## Text provided
Segment Open

Columbia University announces today that it recently executed an exclusive license agreement for a next generation DNA sequencing technology to Intelligent Bio-Systems (IBS), Inc. This innovative DNA-sequencing technology was invented by Dr. Jingyue Ju, professor of Chemical Engineering and head of DNA Sequencing and Chemical Biology at the Judith P. Sulzberger, M.D. Columbia Genome Center at Columbia University. The fundamentals of this new technology are being published on-line today by in the Proceedings of the National Academy of Sciences (PNAS). This research paper describes the details of the Sequencing by Synthesis Chemistry and how the approach overcomes accuracy limitations of other next generation DNA sequencing systems.

It was also recently announced that Columbia University in collaboration with the Waltham, Mass. based Intelligent Bio-Systems, is one of only two recipients of the Near-Term Technology Development for Genome Sequencing grants from the National Human Genome Research Institute (NHGRI) of the National Institutes of Health (NIH) (www.genome.gov/19518500). This grant of $425,000 is for the development of a "High-Throughput DNA Sequencing by Synthesis Platform."

Segment Closed

## Excerpted records

Segment Open

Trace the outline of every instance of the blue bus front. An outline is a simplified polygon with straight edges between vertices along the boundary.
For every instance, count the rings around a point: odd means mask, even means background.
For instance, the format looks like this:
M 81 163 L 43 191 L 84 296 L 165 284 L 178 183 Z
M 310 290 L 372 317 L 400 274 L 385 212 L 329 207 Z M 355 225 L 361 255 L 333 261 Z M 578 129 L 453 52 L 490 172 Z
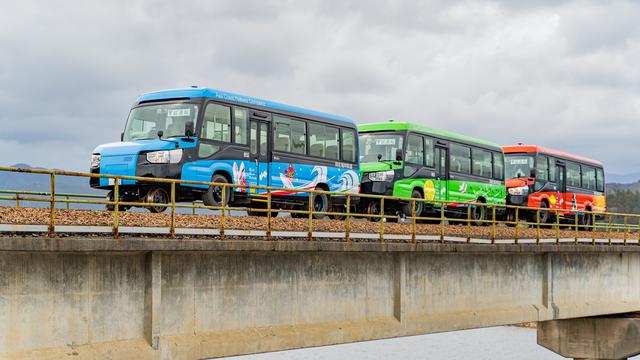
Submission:
M 91 172 L 271 186 L 280 207 L 304 206 L 304 190 L 343 194 L 359 190 L 355 123 L 212 89 L 167 90 L 141 96 L 132 108 L 122 141 L 98 146 Z M 167 186 L 123 180 L 122 199 L 166 202 Z M 91 179 L 112 190 L 113 180 Z M 264 205 L 264 189 L 178 185 L 177 201 L 202 199 L 206 205 Z M 113 193 L 109 195 L 113 197 Z M 344 196 L 333 199 L 344 203 Z M 328 210 L 328 201 L 324 204 Z M 157 207 L 152 211 L 162 211 Z

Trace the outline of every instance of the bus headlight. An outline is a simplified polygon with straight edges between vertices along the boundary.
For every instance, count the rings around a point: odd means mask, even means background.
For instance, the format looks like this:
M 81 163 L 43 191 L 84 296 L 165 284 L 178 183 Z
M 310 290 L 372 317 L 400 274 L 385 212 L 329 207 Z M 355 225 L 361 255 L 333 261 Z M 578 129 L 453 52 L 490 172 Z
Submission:
M 100 167 L 100 154 L 91 155 L 91 167 L 92 168 Z
M 518 186 L 515 188 L 509 188 L 509 195 L 527 195 L 529 192 L 528 186 Z
M 393 180 L 393 170 L 377 171 L 374 173 L 369 173 L 369 180 L 371 181 Z
M 147 161 L 152 164 L 177 164 L 180 160 L 182 160 L 182 149 L 147 153 Z

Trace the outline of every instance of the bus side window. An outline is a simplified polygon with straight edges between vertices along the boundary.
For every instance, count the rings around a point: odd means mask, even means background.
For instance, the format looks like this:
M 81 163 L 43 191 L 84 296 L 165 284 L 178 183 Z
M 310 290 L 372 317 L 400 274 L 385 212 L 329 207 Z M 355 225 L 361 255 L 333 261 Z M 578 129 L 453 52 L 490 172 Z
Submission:
M 274 116 L 274 149 L 295 154 L 307 153 L 307 131 L 303 121 Z
M 504 180 L 504 156 L 499 153 L 493 154 L 493 178 Z
M 544 155 L 539 155 L 536 164 L 536 182 L 543 183 L 549 181 L 549 158 Z
M 231 108 L 218 104 L 207 105 L 202 122 L 202 138 L 231 141 Z
M 604 171 L 596 169 L 596 191 L 604 192 Z
M 471 149 L 471 160 L 473 165 L 471 171 L 475 176 L 492 177 L 491 153 L 486 150 Z
M 567 186 L 580 187 L 580 165 L 567 162 Z
M 233 142 L 247 145 L 247 110 L 233 109 Z
M 582 165 L 582 187 L 587 190 L 596 189 L 596 169 L 593 166 Z
M 309 123 L 309 155 L 339 160 L 339 141 L 338 128 Z
M 434 166 L 434 147 L 432 138 L 424 138 L 424 161 L 428 167 Z
M 449 145 L 449 169 L 460 174 L 471 174 L 471 149 L 458 144 Z
M 412 164 L 424 164 L 424 142 L 422 137 L 409 134 L 407 138 L 407 151 L 404 160 Z
M 356 162 L 356 132 L 342 129 L 342 160 Z

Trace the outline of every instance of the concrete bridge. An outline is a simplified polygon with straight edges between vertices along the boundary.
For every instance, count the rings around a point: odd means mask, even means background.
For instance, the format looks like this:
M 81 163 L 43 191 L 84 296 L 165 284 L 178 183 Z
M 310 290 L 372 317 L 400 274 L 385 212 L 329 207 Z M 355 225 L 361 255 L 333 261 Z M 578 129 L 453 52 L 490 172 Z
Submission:
M 0 237 L 0 357 L 197 359 L 530 321 L 565 356 L 640 351 L 633 319 L 581 331 L 640 310 L 640 246 L 335 240 Z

Segment Closed

## Task to carry out
In the DNA sequencing announcement, what is the dollar amount of the grant?

## Answer to this problem
$425,000